Page extract:
=======
Tag Archives: I Want to Work for Diddy

tranny tv! ANTM + IWW4D

i tried so hard to watch the RNC last night, but i couldn’t because of two main factors:  1 – republicans make my booty itch (in a bad way), and 2 – cycle 11 of ANTM premiered!  but i do have to admit.. it was mostly b/c republicans make my booty itch.

i did catch palin’s speech though, and can i just say.. that heffa got a SMART MOUTH (note:  white people, that doesnt mean the same a “articulate;” its not a good thing when a black person says that)!!  maaaan im sittin there listenin to her and im just thinkin to myself, let me be in a room and she slick talkin *MY* boo like that.  im waitin for her ass outside near the rear exit cause we gon have some things to discuss. 

so anyway, i spent the majority of last nite’s RNC coverage watching the premier of america’s next top model.  say what you will about tyra banks, but she turned out a banger of a show.  each season/cycle/whatever is always interesting; you get a dose of competition, several opportunities to scream ‘WORK IT, BITCH!!’ at your TV, and a good helping of real world drama in every episode.

this season promises plenty of drama (in addition to the beef to come with the requisite smalltown girl who’s never seen a black person in real life before) with the inclusion of the show’s first ever (and reality TV’s third or fourth ever, if my score card is right, which it probably isnt) transgendered model.  this is isis:

now. is she the prettiest?  no.  ive probably seen prettier trannies in the gayborhood on 13th & locust (haay philly!).  actually no, not here.. but in the internet webs at least.  still, she showed last night that she can take a damn good picture and because of her story, she’s really easy for anyone living in the margins of society to relate to and empathize with her.  so ive dubbed her one of my favorites so far.

my other starting faves:

elina –  dont know how likeable she will be, but i think she’s gorgeous.  her picture last night was awesome.

marjorie – omg.  cutest.  thing.  EVER!  she’s so unassuming and sheltered and awkward with the tiniest hint of foreign!  i just wanna put her in my pocket and say ‘aww, it’s okay, pigeon.. the world is not so scary as it seems.  so shut your freakin face about it already.’  then i will give her a cookie.  no, a biscuit.  she is french.  french people eat biscuits, right?  not cookies.  id give her a biscuit.

sheena – i actually didn’t want to like sheena.  i think the whole ‘look at me, i got a black girl attitude and that’s hot because im not black’ thing is played and annoying.  but somethin in her kinda makes me feel like she fell out the womb snappin her neck and craning her fingers somehow.  plus, she seems really, really likeable.  i approve!
=======
Source material:
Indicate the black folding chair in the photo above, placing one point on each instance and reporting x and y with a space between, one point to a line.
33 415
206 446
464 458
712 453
=======
What you will do:
#1 In the blog post above, rewrite the paragraph beginning "so anyway, i spent the majority" in two or three shorter sentences, keeping its main facts.
#2 List every contestant whom the blog post mentions by name.
#3 According to the blog post, which cycle of America's Next Top Model premiered the same night as the RNC coverage?

Answers given:
#1 The writer spent most of the previous night's RNC coverage watching the premiere of America's Next Top Model. Whatever people think of Tyra Banks, she created a great show. Each cycle offers competition, moments to cheer at the TV, and real-world drama in every episode.

#2 Isis, Elina, Marjorie, Sheena

#3 Cycle 11.